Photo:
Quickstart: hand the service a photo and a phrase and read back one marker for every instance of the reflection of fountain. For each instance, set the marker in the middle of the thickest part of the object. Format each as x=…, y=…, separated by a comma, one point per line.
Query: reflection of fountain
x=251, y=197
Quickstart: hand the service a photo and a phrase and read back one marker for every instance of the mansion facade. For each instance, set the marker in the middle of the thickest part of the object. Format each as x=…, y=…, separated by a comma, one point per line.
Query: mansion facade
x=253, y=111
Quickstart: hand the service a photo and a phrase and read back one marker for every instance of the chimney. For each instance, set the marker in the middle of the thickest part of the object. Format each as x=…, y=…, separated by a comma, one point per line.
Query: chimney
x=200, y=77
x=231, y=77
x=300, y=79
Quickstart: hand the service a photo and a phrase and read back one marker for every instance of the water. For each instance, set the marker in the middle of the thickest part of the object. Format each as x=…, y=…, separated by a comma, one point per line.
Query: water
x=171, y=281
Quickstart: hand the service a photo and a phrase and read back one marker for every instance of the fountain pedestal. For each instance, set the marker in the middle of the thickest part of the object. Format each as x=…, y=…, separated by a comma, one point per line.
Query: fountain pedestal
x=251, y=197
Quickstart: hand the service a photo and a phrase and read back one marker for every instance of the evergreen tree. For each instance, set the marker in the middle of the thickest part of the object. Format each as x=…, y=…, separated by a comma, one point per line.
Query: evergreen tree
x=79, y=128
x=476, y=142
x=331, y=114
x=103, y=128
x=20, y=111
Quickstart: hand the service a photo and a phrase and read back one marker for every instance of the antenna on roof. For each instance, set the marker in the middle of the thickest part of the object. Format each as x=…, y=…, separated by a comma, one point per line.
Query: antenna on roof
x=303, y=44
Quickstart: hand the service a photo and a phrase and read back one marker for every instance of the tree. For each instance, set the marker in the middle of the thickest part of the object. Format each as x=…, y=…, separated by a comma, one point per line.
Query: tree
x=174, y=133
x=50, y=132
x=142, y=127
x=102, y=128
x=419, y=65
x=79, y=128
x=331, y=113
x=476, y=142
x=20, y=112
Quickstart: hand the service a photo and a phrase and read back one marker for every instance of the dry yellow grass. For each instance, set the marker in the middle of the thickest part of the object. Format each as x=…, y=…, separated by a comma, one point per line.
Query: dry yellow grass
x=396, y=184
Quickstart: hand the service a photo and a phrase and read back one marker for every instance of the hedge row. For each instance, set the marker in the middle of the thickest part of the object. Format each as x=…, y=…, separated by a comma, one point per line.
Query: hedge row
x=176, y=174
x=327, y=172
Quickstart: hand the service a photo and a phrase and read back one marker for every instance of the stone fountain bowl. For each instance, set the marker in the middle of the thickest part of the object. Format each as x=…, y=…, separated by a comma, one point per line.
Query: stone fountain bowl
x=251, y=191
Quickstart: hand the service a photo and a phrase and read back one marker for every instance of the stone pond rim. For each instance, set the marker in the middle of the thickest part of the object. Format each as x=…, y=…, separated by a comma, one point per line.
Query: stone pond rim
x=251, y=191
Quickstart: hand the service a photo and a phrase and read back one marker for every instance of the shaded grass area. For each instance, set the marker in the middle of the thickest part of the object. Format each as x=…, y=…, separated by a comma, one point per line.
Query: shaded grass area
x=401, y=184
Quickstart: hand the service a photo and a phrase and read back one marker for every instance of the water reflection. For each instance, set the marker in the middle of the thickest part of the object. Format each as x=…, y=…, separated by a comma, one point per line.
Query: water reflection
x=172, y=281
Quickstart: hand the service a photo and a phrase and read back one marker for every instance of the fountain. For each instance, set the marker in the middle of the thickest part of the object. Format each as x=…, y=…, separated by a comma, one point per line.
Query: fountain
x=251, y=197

> What is being asked:
All of the lines above need to be given again exactly.

> Exercise result:
Photo:
Quickstart: hand the service a photo and a phrase and read back one marker for every instance of the reflection of fountain. For each instance, set the marker in the middle of the thickest part of the object. Format each as x=…, y=…, separated by a comma, one point per line.
Query: reflection of fountain
x=251, y=197
Quickstart: hand the service a photo and a phrase and read back one marker for every instance of the mansion facade. For each instance, set the marker in the middle of the thickest part of the object. Format each as x=…, y=…, separated by a comma, one point per line.
Query: mansion facade
x=253, y=111
Quickstart: hand the service a photo and a phrase and read back one marker for every instance of the chimney. For each instance, set the marker in the middle of the thickest part of the object. Format each as x=…, y=…, separated by a comma, one point per line.
Query: chimney
x=200, y=77
x=231, y=77
x=300, y=79
Quickstart: hand the service a photo and a phrase and read back one marker for every instance of the water. For each instance, set the marker in the middle of the thickest part of the object. Format each as x=…, y=…, separated by a comma, one point per line.
Query: water
x=171, y=281
Quickstart: hand the service a photo and a phrase and read back one marker for every instance of the fountain pedestal. For each instance, set the marker in the middle of the thickest part of the object. Format each as x=…, y=…, separated by a comma, one point per line.
Query: fountain pedestal
x=251, y=197
Quickstart: hand the service a photo and a phrase and read back one marker for every instance of the evergreen tree. For each instance, set the marker in the middle of the thickest part of the object. Format each as x=…, y=…, separated by a comma, one point per line.
Query: evergreen tree
x=79, y=128
x=476, y=142
x=331, y=114
x=103, y=128
x=20, y=111
Quickstart: hand the service a photo and a phrase and read back one marker for every instance of the antenna on roof. For each instance, set the marker in the middle of the thickest part of the object. Format each as x=…, y=…, separated by a comma, one point per line.
Query: antenna on roof
x=303, y=44
Quickstart: hand the service a photo and a phrase and read back one marker for every instance of the tree. For each instance, set the marker in the middle of the thickest part of the object. Format each as x=…, y=…, separated by a comma, one point per line.
Query: tree
x=174, y=133
x=50, y=132
x=142, y=127
x=102, y=128
x=419, y=65
x=79, y=128
x=331, y=113
x=476, y=142
x=20, y=112
Quickstart: hand the service a photo and a phrase and read back one marker for every instance of the dry yellow grass. For each instance, set the marker in the middle of the thickest part of the object. Format each as x=…, y=…, separated by a comma, one point per line.
Query: dry yellow grass
x=396, y=184
Quickstart: hand the service a photo and a phrase and read back one marker for every instance of the hedge row. For each instance, set the marker in the middle of the thickest part of the object. Format each as x=…, y=…, separated by a comma, one point per line.
Query: hedge row
x=176, y=174
x=327, y=172
Quickstart: hand the service a photo and a phrase and read back one marker for every instance of the stone fountain bowl. For each instance, set the marker in the middle of the thickest part of the object. Format each as x=…, y=…, separated by a comma, one point per line.
Query: stone fountain bowl
x=251, y=191
Quickstart: hand the service a photo and a phrase and read back one marker for every instance of the stone pond rim. For each instance, set the marker in the middle of the thickest part of the object. Format each as x=…, y=…, separated by a comma, one point per line.
Query: stone pond rim
x=251, y=191
Quickstart: hand the service a photo and a phrase and read back one marker for every instance of the shaded grass area. For each instance, set the marker in the middle of the thickest part of the object. Format each as x=…, y=…, separated by a comma, one point per line.
Query: shaded grass area
x=401, y=184
Quickstart: hand the service a photo and a phrase and read back one marker for every instance of the water reflection. For each instance, set the marker in the middle of the thickest part of the object. Format each as x=…, y=…, separated by a comma, one point per line.
Query: water reflection
x=172, y=281
Quickstart: hand the service a photo and a phrase and read back one marker for every instance of the fountain. For each instance, set the marker in the middle of the thickest part of the object. Format each as x=…, y=…, separated by a comma, one point per line.
Query: fountain
x=251, y=197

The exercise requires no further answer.